Questo processo ha certamente funzionato con l'Italia e la Germania occidentale, entrambe promotrici dell'originario disegno comune europeo ma anche con gli allargamenti a Grecia, Spagna e Portogallo, tutti paesi usciti da dittature di destra o da regimi autoritari e clerico fascisti. L'inserimento di questi paesi all'interno del progetto europeo ha contribuito, effettivamente, non solo alla loro ricostruzione economica, ma anche al loro processo di democratizzazione.
Perché, allora, lo stesso processo non ha dato i medesimi risultati in alcuni paesi dell'Europa orientale? La risposta non è semplice. Qui possiamo solo avanzare qualche ipotesi. La parola chiave è “sovranità”. Questi paesi hanno subito, oltre che una durissima repressione del dissenso interno, anche una vera e propria mutilazione della propria sovranità; non territoriale, certo, ma, per quarant'anni questi governi non sono stati responsabili di fronte ai propri cittadini ma lo sono stati di fronte a una potenza straniera, l'Unione Sovietica, che ne determinava, da lontano, tutte le politiche. Questi paesi, una volta entrati nell'UE (peraltro, un'UE molto diversa da quella che accolse i paesi del bacino del Mediterraneo) hanno operato una traslazione, ovviamente del tutto impropria, di questo meccanismo di espropriazione di sovranità indotto dall'adesione all'UE, assimilandolo a quello che erano stati costretti a subire dalla dominazione sovietica. In sostanza, si sono sentiti espropriati, nuovamente, del loro diritto a decidere di se stessi e della loro sovranità dopo averla riconquistata, con grande fatica, dopo molti anni. Del resto, questi sono gli stessi paesi – come scrive uno storico esperto di questi temi – che hanno perorato la costruzione, a livello europeo, di un paradigma memoriale “fondato sull'interpretazione del comunismo quale fenomeno criminale da equiparare al nazismo e da considerare, al pari di questo, perno fondamentale della memoria comune europea promossa da Bruxelles” e culminata nella risoluzione approvata dal PE nel settembre 2019.

▸ **Dati**:
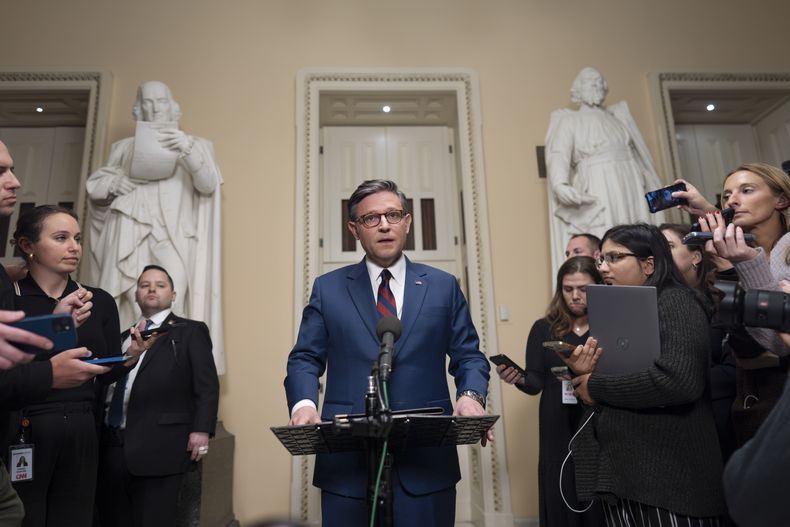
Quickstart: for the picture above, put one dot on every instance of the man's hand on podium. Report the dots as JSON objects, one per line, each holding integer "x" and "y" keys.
{"x": 466, "y": 406}
{"x": 306, "y": 415}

▸ **Compiti**:
**1)** Nell'estratto, di fronte a quale potenza straniera sono stati responsabili per quarant'anni i governi di alcuni paesi dell'Europa orientale?
**2)** Riporta, per favore, il tratto dell'estratto che va da "Questo processo ha" fino a "processo di democratizzazione.".

▸ **Risposte ai compiti**:
**1)** L'Unione Sovietica.

**2)**
Questo processo ha certamente funzionato con l'Italia e la Germania occidentale, entrambe promotrici dell'originario disegno comune europeo ma anche con gli allargamenti a Grecia, Spagna e Portogallo, tutti paesi usciti da dittature di destra o da regimi autoritari e clerico fascisti. L'inserimento di questi paesi all'interno del progetto europeo ha contribuito, effettivamente, non solo alla loro ricostruzione economica, ma anche al loro processo di democratizzazione.